(Data entries)
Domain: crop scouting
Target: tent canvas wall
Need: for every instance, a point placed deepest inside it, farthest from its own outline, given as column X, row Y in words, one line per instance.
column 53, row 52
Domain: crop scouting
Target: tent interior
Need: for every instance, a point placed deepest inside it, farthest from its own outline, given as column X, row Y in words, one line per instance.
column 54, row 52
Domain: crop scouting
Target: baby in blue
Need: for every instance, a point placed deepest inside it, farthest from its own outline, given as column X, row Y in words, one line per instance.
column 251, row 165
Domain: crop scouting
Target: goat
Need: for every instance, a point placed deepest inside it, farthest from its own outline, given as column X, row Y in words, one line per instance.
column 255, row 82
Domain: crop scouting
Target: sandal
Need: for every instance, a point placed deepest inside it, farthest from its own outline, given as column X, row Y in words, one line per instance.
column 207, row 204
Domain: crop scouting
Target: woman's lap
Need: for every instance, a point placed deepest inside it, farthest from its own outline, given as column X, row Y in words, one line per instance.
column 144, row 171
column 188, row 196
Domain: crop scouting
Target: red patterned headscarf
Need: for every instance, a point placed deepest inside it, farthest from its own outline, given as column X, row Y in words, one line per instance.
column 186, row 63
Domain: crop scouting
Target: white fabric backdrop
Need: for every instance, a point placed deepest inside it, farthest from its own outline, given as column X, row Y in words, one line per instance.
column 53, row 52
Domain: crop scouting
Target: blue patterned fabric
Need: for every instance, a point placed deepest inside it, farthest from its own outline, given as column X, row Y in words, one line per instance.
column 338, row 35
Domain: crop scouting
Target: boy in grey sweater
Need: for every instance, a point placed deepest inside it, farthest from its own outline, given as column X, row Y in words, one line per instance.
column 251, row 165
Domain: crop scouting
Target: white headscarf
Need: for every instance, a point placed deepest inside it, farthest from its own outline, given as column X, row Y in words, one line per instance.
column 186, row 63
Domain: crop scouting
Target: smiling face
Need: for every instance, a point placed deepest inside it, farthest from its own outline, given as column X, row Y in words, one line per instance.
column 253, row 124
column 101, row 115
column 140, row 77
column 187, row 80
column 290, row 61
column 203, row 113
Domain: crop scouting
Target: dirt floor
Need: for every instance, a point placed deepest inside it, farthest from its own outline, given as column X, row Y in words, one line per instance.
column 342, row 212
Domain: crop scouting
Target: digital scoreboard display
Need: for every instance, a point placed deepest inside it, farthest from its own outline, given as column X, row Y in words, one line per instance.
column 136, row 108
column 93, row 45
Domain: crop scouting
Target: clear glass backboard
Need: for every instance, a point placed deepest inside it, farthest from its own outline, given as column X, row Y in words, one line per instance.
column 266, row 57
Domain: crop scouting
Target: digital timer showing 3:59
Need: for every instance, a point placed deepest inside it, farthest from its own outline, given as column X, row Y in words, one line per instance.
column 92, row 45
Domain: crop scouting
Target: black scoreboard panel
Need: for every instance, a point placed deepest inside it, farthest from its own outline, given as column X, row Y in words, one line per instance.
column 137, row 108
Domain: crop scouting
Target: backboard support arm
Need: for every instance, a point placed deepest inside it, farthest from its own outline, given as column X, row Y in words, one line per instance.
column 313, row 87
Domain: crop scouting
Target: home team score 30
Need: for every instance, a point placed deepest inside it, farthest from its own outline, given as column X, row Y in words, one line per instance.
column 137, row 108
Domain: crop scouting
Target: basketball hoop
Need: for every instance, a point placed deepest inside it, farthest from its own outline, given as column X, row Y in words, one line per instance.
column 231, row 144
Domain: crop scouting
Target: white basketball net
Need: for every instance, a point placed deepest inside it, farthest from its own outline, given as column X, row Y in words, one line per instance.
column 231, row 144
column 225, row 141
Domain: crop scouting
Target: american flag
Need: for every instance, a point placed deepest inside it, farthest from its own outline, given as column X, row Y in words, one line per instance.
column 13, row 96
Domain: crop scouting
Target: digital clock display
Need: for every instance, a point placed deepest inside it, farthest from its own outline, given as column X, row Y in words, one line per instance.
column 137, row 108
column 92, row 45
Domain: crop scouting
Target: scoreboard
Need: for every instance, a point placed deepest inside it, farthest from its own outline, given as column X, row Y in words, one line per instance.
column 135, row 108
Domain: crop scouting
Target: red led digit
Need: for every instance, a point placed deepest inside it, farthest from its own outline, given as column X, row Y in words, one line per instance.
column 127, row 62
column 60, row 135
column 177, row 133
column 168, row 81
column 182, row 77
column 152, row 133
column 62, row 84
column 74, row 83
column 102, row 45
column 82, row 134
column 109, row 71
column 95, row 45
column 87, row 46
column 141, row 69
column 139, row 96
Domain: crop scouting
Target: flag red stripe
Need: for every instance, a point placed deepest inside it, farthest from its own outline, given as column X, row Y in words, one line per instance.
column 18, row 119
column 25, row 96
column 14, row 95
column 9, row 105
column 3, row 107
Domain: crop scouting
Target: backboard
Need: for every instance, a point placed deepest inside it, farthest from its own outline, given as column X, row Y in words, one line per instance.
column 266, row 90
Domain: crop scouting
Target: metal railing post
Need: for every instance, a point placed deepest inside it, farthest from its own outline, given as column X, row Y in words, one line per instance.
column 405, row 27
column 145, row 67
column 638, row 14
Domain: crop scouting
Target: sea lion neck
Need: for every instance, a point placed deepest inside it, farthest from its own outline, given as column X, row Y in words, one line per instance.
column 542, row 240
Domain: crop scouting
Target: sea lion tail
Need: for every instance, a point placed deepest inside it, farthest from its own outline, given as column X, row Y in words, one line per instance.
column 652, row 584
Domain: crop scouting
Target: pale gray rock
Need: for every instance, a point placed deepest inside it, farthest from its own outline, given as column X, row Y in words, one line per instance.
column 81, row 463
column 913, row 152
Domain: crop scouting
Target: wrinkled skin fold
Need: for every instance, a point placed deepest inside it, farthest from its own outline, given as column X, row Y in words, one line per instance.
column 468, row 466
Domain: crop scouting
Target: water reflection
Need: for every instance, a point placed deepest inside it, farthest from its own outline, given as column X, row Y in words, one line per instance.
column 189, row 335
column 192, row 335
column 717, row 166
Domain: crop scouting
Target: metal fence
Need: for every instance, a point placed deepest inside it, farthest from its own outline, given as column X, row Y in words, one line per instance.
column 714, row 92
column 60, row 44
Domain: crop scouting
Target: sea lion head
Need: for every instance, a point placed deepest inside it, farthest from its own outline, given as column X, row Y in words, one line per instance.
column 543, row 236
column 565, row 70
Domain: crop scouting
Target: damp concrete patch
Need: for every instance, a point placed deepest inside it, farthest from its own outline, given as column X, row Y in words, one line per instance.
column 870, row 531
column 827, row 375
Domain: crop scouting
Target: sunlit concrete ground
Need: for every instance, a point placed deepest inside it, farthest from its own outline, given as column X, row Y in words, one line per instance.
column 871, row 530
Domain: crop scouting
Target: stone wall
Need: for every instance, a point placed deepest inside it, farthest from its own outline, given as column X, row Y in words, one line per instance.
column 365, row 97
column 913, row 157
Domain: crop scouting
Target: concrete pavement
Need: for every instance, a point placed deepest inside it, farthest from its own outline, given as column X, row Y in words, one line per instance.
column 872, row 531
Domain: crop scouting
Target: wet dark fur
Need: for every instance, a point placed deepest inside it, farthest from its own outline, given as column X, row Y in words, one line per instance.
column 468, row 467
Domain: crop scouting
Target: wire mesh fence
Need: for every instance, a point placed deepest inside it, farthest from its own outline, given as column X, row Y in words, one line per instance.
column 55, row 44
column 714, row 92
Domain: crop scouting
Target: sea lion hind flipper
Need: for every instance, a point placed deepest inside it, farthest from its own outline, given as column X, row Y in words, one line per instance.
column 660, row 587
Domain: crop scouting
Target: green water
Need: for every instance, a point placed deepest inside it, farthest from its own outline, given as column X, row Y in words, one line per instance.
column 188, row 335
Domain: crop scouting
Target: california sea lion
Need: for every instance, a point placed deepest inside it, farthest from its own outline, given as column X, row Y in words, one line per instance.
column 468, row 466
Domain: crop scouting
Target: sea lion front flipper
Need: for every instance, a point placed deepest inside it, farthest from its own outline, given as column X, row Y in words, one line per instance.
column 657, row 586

◆ Exercise goal:
Select every line above that contains the word "digital" and copy it out. Matching is case-sensitive.

◆ Expected answer:
Target: digital scoreboard display
Target: digital timer showing 3:59
Target: digital clock display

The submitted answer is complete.